+++ Data provided +++

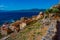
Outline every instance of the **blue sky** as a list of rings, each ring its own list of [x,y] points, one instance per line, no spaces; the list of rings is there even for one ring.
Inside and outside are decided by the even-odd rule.
[[[0,0],[0,10],[46,9],[58,0]]]

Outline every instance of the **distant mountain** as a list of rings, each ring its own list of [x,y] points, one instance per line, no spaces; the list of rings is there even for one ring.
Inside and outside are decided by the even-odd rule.
[[[0,12],[30,12],[30,11],[45,11],[45,9],[28,9],[28,10],[13,10],[13,11],[6,11],[0,10]]]

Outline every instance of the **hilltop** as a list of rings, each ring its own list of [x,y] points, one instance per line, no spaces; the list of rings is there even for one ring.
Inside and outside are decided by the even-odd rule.
[[[23,17],[10,24],[10,29],[14,33],[6,40],[53,40],[52,38],[58,32],[57,21],[60,22],[59,8],[59,5],[53,6],[31,18]]]

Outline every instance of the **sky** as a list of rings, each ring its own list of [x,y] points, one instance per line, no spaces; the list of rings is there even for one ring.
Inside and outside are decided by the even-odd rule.
[[[58,0],[0,0],[0,10],[47,9]]]

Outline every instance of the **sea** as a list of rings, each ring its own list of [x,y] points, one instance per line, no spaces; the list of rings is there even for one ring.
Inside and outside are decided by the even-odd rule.
[[[5,22],[15,22],[19,20],[21,17],[32,17],[33,15],[38,15],[39,11],[32,11],[32,12],[0,12],[0,25],[4,24]]]

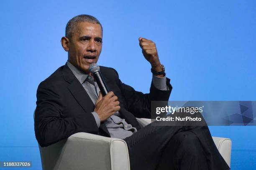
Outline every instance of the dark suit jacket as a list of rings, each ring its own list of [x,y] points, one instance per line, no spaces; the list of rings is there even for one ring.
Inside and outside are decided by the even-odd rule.
[[[151,82],[150,93],[143,94],[122,83],[114,69],[100,67],[100,69],[110,91],[120,102],[120,115],[138,130],[141,127],[136,117],[150,118],[151,101],[169,98],[172,87],[168,78],[169,90],[159,90]],[[41,147],[78,132],[110,137],[103,122],[98,128],[91,113],[94,104],[67,64],[39,84],[36,97],[35,132]]]

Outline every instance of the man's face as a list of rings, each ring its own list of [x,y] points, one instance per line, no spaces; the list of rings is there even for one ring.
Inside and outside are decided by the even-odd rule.
[[[89,73],[91,64],[96,63],[102,48],[102,30],[99,24],[81,22],[70,40],[69,61]]]

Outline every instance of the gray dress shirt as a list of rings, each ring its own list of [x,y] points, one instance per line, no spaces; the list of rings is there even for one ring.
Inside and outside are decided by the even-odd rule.
[[[73,65],[68,61],[67,62],[68,67],[77,79],[79,82],[88,94],[95,105],[99,98],[100,89],[97,83],[94,81],[93,77],[85,74]],[[163,90],[168,90],[166,84],[166,77],[159,78],[153,76],[152,82],[154,85],[157,89]],[[95,112],[92,112],[98,128],[100,125],[100,120],[98,114]],[[119,112],[116,112],[113,115],[104,121],[111,138],[124,139],[137,132],[137,129],[128,124],[121,118]]]

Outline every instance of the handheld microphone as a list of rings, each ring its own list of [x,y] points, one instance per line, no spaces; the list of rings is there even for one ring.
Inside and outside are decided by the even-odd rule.
[[[89,68],[89,71],[92,74],[94,79],[98,84],[100,92],[102,95],[105,96],[108,92],[108,89],[100,71],[100,67],[96,63],[91,64]]]

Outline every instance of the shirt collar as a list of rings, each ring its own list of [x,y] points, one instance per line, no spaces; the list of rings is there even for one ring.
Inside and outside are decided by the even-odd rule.
[[[73,74],[74,74],[76,78],[78,80],[79,82],[80,82],[81,84],[82,84],[88,77],[88,75],[84,74],[84,73],[79,70],[68,61],[67,61],[67,64],[69,68],[71,70]]]

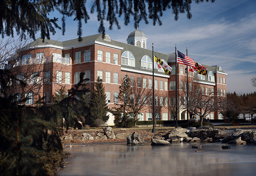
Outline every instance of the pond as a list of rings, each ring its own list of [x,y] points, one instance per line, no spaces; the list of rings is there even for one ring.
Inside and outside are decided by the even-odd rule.
[[[126,146],[126,143],[65,149],[74,158],[58,172],[62,176],[251,176],[256,173],[256,146],[200,143],[170,146]]]

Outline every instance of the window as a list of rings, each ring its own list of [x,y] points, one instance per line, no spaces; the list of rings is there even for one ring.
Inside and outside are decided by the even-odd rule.
[[[65,83],[66,84],[70,84],[70,72],[66,72],[65,73]]]
[[[22,64],[28,64],[30,58],[33,58],[33,54],[30,54],[23,55],[22,57]]]
[[[223,114],[221,113],[219,114],[219,119],[223,119]]]
[[[62,81],[62,72],[61,71],[57,71],[57,78],[56,82],[57,83],[61,83]]]
[[[163,120],[168,120],[168,113],[163,113]]]
[[[158,81],[155,80],[155,89],[158,89]]]
[[[114,84],[118,84],[118,73],[114,73]]]
[[[164,82],[164,90],[168,90],[168,82]]]
[[[143,112],[138,114],[138,121],[144,120],[144,113]]]
[[[168,97],[165,97],[164,98],[164,105],[166,106],[168,106]]]
[[[118,102],[118,92],[114,92],[114,102],[117,103]]]
[[[108,51],[106,52],[106,63],[111,63],[111,53]]]
[[[138,95],[138,104],[141,104],[141,95]]]
[[[161,113],[156,113],[156,120],[161,120]]]
[[[158,106],[158,97],[157,96],[155,96],[155,105]]]
[[[152,80],[151,79],[148,79],[148,88],[152,88]]]
[[[134,87],[134,77],[131,76],[131,87]]]
[[[44,103],[50,103],[50,92],[44,92]]]
[[[180,90],[184,90],[184,84],[183,81],[180,82]]]
[[[138,47],[140,47],[140,42],[139,41],[138,41],[136,42],[136,46],[138,46]]]
[[[75,64],[81,63],[81,52],[75,52]]]
[[[34,61],[34,63],[41,63],[43,58],[44,57],[44,52],[40,52],[36,53],[36,60]]]
[[[50,82],[50,71],[44,72],[44,82],[46,83]]]
[[[111,72],[106,72],[106,82],[107,83],[111,83]]]
[[[118,64],[118,54],[116,53],[114,54],[114,64],[116,65]]]
[[[103,81],[103,71],[102,70],[98,70],[97,73],[97,79],[100,79],[100,81]]]
[[[175,81],[170,81],[169,84],[170,90],[175,90],[176,89],[176,83]]]
[[[85,70],[84,71],[84,76],[86,82],[90,82],[91,81],[91,70]]]
[[[132,54],[126,51],[123,53],[121,58],[121,64],[132,67],[135,66],[135,59]]]
[[[84,51],[84,62],[90,62],[91,61],[91,50],[87,50]]]
[[[146,117],[147,121],[152,120],[152,113],[151,112],[147,112],[146,114]]]
[[[26,104],[31,104],[34,103],[34,93],[27,92],[25,94],[25,97],[26,99],[25,102]]]
[[[137,78],[137,83],[138,83],[138,87],[141,87],[141,78],[140,77],[138,77]]]
[[[147,105],[147,96],[146,95],[143,95],[142,101],[143,102],[143,104],[144,105]]]
[[[144,56],[140,60],[140,68],[152,70],[153,64],[151,59],[148,56]]]
[[[69,54],[69,53],[65,54],[64,55],[64,57],[68,58],[69,59],[69,58],[70,57],[70,55]]]
[[[171,71],[171,74],[175,74],[176,73],[176,68],[175,65],[172,65],[171,66],[172,70]]]
[[[79,82],[80,72],[75,72],[75,79],[74,84],[77,84]]]
[[[143,88],[147,88],[147,78],[143,78]]]
[[[183,74],[183,66],[181,65],[180,67],[180,74]]]
[[[162,96],[160,96],[160,98],[159,99],[159,103],[160,106],[164,106],[164,97]]]
[[[199,80],[205,80],[205,76],[204,75],[203,75],[202,74],[199,74],[199,73],[197,74],[197,78]]]
[[[111,99],[111,92],[106,92],[106,103],[109,103],[110,102]]]
[[[52,53],[52,56],[54,58],[54,62],[61,62],[61,54],[58,53]]]
[[[160,87],[159,88],[160,90],[164,90],[164,85],[163,85],[164,84],[164,81],[159,81],[159,84],[160,84]]]
[[[148,97],[148,105],[152,106],[152,96],[150,96]]]
[[[102,50],[98,50],[98,61],[103,62],[103,51]]]
[[[212,82],[215,82],[214,75],[213,74],[213,72],[211,71],[209,72],[209,73],[208,73],[208,80],[209,81],[211,81]]]

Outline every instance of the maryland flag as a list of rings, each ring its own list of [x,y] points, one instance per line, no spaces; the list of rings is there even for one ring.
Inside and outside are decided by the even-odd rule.
[[[172,68],[169,65],[161,60],[160,59],[154,55],[155,60],[154,68],[156,69],[160,70],[164,72],[168,75],[171,75],[171,71]]]
[[[207,68],[206,67],[197,62],[195,62],[195,65],[198,70],[197,73],[207,76]]]

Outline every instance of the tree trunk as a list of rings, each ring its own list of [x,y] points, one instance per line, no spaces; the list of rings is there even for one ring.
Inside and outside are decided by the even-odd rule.
[[[202,116],[200,116],[200,127],[203,127],[203,117]]]

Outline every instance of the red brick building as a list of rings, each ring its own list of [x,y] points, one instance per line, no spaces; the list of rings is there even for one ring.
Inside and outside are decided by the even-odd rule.
[[[108,35],[102,38],[101,34],[85,37],[82,39],[82,42],[74,39],[63,42],[46,40],[42,42],[42,40],[38,38],[27,46],[15,63],[12,61],[10,63],[12,63],[17,68],[16,74],[19,76],[28,74],[33,80],[35,79],[32,75],[34,76],[35,73],[28,67],[31,64],[37,67],[38,71],[36,72],[36,77],[41,86],[37,91],[38,95],[45,97],[46,103],[51,103],[53,94],[61,87],[64,86],[68,90],[77,84],[81,72],[84,72],[84,78],[88,79],[86,83],[90,89],[93,88],[97,78],[100,78],[105,87],[106,101],[110,108],[116,106],[115,103],[118,101],[119,87],[125,76],[128,75],[131,82],[137,81],[138,84],[143,88],[151,89],[154,84],[155,89],[161,95],[159,97],[155,96],[158,100],[156,103],[163,105],[161,113],[157,114],[157,119],[173,119],[168,110],[167,100],[175,97],[173,89],[175,69],[173,69],[170,78],[163,72],[155,70],[155,82],[152,82],[152,51],[146,49],[147,38],[144,32],[138,30],[132,31],[127,38],[128,44],[112,40]],[[175,54],[156,52],[154,54],[172,67],[175,65]],[[185,82],[181,81],[186,76],[186,66],[177,65],[179,80],[177,88],[180,91],[186,86]],[[202,78],[200,75],[196,74],[195,78],[200,80],[205,88],[206,93],[210,89],[212,92],[219,90],[221,95],[226,96],[227,74],[220,67],[206,66],[208,68],[208,76]],[[194,78],[190,74],[189,79],[193,81]],[[26,90],[23,92],[20,96],[28,96]],[[38,99],[38,95],[30,94],[31,98],[26,104],[33,104]],[[138,116],[138,120],[152,120],[152,106],[149,104],[148,102],[141,110],[142,114]],[[178,120],[186,119],[185,112],[180,112]],[[223,118],[219,112],[213,112],[212,114],[209,118]]]

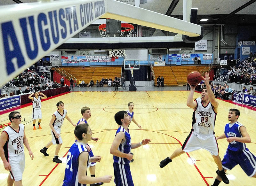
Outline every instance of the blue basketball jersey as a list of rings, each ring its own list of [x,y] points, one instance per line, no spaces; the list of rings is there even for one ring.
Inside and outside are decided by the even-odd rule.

+++

● **Objective**
Rewrite the data as a numbered list, from the line containing "Outline every instance of the window" through the line containing "[[[65,83],[66,84],[70,84],[70,72],[66,72],[65,73]]]", both included, and leave out any blank lines.

● **Completed task**
1. Outline every instance of the window as a list of rings, each ring its own list of [x,y] points, one instance per line, no spaces; the list of rings is there even for one ring.
2. Inside and outside are decided by the even-odd rule.
3. [[[65,83],[66,84],[70,84],[70,72],[66,72],[65,73]]]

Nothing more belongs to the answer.